PROBLEMS AND TASKS:
1. Write out the portion of the post about careers after correctional nursing starting at "After I obtain" and ending at "nursing led you?".
2. Carry on the post about careers after correctional nursing from the point where it stops.

EXCERPTED TEXT:
What's next after correctional nursing?

Specialties Correctional

Published

Hello all,

I recently became employed through a California state hospital, and plan to go back to school online and obtain my BSN (I currently have ADN).

After I obtain my BSN, is there any doctorate or masters program where I would benefit from the experience of government nursing/correctional nursing?

I guess my question is: What's next?

I'm in my mid-20s, and still planning on continuing my education.

Those of you with experience who have been doing this for a long time, where has correctional nursing or government nursing led you?

What doors has it opened for you, compared to acute care, critical care, or bedside nursing? I know some graduate nursing programs require a certain number of med-surg experience, and I suppose that correctional nursing doesn't count in that regard.

INFORMATION:
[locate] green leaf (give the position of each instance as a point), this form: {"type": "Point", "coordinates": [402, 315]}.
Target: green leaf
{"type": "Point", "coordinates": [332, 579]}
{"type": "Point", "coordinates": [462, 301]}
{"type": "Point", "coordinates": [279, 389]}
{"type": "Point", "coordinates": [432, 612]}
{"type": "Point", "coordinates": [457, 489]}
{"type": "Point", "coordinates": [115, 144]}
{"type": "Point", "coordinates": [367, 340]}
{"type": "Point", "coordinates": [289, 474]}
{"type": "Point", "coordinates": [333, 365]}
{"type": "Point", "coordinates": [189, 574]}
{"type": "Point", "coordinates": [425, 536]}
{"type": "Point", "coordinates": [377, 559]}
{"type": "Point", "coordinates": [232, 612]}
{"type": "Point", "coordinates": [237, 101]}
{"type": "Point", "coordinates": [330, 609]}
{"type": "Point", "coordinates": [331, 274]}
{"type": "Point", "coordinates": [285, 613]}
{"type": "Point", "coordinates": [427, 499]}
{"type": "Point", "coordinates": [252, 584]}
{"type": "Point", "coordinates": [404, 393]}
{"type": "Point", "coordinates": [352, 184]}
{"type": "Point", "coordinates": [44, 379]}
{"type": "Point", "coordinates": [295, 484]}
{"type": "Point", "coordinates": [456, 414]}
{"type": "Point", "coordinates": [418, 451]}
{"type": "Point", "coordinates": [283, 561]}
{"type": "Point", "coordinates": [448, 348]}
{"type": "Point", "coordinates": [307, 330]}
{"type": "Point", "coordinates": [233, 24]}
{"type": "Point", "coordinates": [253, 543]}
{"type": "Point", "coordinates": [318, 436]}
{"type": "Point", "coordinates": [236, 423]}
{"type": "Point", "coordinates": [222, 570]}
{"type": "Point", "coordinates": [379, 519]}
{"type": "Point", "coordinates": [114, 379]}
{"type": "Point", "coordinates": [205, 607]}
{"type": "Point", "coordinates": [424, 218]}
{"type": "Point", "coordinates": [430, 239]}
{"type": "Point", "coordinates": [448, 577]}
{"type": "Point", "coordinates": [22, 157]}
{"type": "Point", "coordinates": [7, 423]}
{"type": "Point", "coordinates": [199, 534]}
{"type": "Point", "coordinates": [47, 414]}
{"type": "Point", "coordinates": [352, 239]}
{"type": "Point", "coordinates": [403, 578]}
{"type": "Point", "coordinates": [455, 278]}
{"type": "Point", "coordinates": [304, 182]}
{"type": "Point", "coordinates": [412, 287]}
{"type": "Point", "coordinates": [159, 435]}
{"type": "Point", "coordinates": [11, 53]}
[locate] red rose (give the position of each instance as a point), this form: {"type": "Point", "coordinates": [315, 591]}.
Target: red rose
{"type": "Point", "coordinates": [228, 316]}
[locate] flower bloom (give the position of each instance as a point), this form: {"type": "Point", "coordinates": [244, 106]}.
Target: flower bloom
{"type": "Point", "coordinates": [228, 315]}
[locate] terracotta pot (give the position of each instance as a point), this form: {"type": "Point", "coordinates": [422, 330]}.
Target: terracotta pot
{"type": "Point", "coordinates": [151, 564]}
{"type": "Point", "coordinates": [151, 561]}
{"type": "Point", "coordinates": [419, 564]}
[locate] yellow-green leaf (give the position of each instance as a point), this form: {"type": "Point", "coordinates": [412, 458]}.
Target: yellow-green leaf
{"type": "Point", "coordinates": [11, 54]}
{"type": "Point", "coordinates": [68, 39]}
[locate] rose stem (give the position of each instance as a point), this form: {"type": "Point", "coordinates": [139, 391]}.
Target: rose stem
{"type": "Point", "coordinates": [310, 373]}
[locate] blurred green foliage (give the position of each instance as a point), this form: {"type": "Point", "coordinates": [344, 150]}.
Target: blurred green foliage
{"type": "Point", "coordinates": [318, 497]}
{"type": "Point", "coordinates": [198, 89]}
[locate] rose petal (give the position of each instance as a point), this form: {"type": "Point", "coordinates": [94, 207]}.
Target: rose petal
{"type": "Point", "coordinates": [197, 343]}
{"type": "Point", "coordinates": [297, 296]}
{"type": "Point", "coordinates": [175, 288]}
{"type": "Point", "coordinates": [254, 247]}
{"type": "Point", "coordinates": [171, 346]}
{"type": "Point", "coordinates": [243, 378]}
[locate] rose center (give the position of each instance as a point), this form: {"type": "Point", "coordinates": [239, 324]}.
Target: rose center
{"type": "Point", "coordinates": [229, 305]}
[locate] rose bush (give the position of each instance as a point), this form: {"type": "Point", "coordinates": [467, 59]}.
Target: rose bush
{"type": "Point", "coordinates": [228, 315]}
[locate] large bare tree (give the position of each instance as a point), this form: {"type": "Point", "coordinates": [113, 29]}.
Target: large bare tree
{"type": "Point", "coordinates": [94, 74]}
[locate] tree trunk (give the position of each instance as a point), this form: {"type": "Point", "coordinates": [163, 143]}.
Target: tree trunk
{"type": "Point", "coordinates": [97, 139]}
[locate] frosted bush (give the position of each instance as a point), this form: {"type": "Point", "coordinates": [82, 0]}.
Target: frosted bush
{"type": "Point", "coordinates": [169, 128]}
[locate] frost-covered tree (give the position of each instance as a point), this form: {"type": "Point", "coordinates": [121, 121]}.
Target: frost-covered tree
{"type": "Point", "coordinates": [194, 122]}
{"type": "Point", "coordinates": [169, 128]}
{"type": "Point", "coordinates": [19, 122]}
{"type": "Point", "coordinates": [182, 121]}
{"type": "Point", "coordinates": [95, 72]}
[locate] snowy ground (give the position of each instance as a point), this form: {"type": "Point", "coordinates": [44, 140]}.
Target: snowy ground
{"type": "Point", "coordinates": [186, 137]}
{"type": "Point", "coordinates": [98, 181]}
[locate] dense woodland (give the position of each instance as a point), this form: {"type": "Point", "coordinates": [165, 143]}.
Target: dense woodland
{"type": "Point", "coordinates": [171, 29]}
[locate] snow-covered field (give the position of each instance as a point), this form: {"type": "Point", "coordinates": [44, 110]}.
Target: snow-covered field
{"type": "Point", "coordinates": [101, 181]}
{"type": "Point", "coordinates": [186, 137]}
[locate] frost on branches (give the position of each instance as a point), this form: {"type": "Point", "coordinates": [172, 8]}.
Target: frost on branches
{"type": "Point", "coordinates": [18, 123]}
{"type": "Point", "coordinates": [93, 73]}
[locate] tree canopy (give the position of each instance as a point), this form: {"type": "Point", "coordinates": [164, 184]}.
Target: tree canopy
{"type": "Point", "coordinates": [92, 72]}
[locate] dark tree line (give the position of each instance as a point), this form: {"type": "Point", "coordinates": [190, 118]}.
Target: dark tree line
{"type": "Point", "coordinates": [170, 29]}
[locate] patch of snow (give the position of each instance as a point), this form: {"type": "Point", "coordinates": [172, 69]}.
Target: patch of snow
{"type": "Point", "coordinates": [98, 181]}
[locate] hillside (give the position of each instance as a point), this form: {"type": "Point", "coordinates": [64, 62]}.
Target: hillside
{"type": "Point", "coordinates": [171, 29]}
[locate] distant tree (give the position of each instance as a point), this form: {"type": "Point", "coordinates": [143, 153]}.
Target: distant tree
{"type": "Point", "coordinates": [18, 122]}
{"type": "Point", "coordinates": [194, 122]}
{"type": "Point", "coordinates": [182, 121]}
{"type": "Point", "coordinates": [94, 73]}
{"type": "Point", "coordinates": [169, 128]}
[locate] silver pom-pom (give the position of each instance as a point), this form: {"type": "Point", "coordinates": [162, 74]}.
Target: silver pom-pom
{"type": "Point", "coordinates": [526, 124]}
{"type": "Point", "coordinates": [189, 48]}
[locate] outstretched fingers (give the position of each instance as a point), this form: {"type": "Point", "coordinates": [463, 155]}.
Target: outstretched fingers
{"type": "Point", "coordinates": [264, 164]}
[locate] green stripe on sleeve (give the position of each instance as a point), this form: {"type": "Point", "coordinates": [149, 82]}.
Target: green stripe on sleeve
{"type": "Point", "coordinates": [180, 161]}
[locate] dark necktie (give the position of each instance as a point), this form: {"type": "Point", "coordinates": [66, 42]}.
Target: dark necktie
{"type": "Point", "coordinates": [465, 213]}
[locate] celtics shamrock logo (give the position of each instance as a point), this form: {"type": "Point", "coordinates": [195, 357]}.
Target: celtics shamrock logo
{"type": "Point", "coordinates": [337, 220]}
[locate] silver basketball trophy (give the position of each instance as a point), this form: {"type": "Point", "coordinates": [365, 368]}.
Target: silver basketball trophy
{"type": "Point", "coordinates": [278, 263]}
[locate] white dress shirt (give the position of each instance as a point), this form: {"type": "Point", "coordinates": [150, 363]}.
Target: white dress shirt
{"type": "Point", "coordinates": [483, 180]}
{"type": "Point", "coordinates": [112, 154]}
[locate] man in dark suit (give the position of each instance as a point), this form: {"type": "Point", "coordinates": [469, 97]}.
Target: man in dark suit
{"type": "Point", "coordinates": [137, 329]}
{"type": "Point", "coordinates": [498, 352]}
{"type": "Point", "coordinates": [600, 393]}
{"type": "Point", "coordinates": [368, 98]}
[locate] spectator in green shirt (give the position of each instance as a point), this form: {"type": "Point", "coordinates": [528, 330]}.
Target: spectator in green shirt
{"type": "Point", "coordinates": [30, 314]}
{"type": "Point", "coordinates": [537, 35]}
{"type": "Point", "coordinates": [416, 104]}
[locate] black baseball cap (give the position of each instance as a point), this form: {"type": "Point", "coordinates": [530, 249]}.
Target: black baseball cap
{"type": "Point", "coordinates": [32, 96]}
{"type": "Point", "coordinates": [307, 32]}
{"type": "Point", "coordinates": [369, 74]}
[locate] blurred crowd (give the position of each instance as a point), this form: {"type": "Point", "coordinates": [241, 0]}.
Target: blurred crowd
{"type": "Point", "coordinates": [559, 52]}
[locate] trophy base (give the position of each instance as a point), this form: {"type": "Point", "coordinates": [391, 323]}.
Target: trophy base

ANSWERS FOR EACH ITEM:
1.
After I obtain my BSN, is there any doctorate or masters program where I would benefit from the experience of government nursing/correctional nursing?

I guess my question is: What's next?

I'm in my mid-20s, and still planning on continuing my education.

Those of you with experience who have been doing this for a long time, where has correctional nursing or government nursing led you?

2.
thank you for your time~

I believe corrections experience closes more doors than it opens. Hospitals don't want you and you tend to just get stuck. Long term care is always an option, but that is not for everyone.

You are right corrections, even though we deal with drug overdoses and stabbings etc. does not count as acute care for Schools or getting hospital jobs.

Public Health, Juvenile Hall, Management RN in Corrections, Clinic Nurse (specializing in Peds, OB, High Risk OB, TB nurse, maybe County Hospital RN. Sometimes jails and prisons have hospitals/infirmaries (deal with Ortho, Infectious Disease, Drug Withdrawal, Psych, DM, cardiac, post-op (abortions, appy's , etc.), trauma during arrest - dog bites, shooting, Taser usage, Mace, Tear Gas, and Pepper Spray, etc.

Specializes in PMHNP-BC.

"After I obtain my BSN, is there any doctorate or masters program where I would benefit from the experience of government nursing/correctional nursing?" Well...any experience is useful in rounding you out as a nurse...nothing specific to corrections although my PMHNP studies are highly relevant.

"Those of you with experience who have been doing this for a long time, where has correctional nursing or government nursing led you?" I have wonderful opportunities and love my job. My team provides medical support for CA inmates fighting wildfires. I have job offers regularly but that is in part because I maintain per diem work at an acute care hospital.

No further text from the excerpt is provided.